- _Problems to work on_
• 1. According to the PATRIOT Act statement, what did the Inspector General reports document?
• 2. Summarize the PATRIOT Act statement in two sentences.

- _Excerpt_

◇ ◇ ◇

Statement of U.S. Senators Dick Durbin and Russ Feingold on the Administration's Willingness to Consider PATRIOT Act Reforms

Tuesday, September 15, 2009

Washington, D.C. The Department of Justice has responded to a letter from U.S. Senators Dick Durbin (D-IL) and Russ Feingold (D-WI), in which the Senators asked the Attorney General to consider bipartisan reforms to the USA PATRIOT Act that they have proposed, and which were supported by President Obama when he was in the Senate. In its response, the Department of Justice indicated willingness to consider reforms to the USA PATRIOT Act. Senators Feingold and Durbin, who plan to introduce legislation soon, released the following statement after receiving the response:

We welcome the administrations willingness to consider additional safeguards for surveillance powers that have been vastly expanded in recent years. Congress should revise the USA PATRIOT Act and related authorities to better protect the constitutional rights of American citizens, while preserving the powers of our government to fight terrorism. After the Inspector General reports documenting rampant misuse of National Security Letters, there can no longer be any doubt that granting overbroad authority leads to abuses. We must take this opportunity to get it right, once and for all. And we must be able to have a meaningful public debate so that the American people and their representatives in Congress can understand how these authorities have actually been used and make informed decisions about how they should be used in the future.

◇ ◇ ◇

- _Recorded information_
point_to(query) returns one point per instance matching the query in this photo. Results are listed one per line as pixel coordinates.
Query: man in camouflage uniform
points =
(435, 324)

◇ ◇ ◇

- _Solutions below_
• 1. Rampant misuse of National Security Letters.

• 2. The Department of Justice responded to a letter from Senators Dick Durbin and Russ Feingold by indicating willingness to consider their bipartisan reforms to the USA PATRIOT Act, which President Obama had supported as a senator. In their statement, the senators welcomed this and argued that Congress should revise the law to better protect Americans' constitutional rights while preserving the government's power to fight terrorism, citing documented misuse of National Security Letters and calling for a meaningful public debate.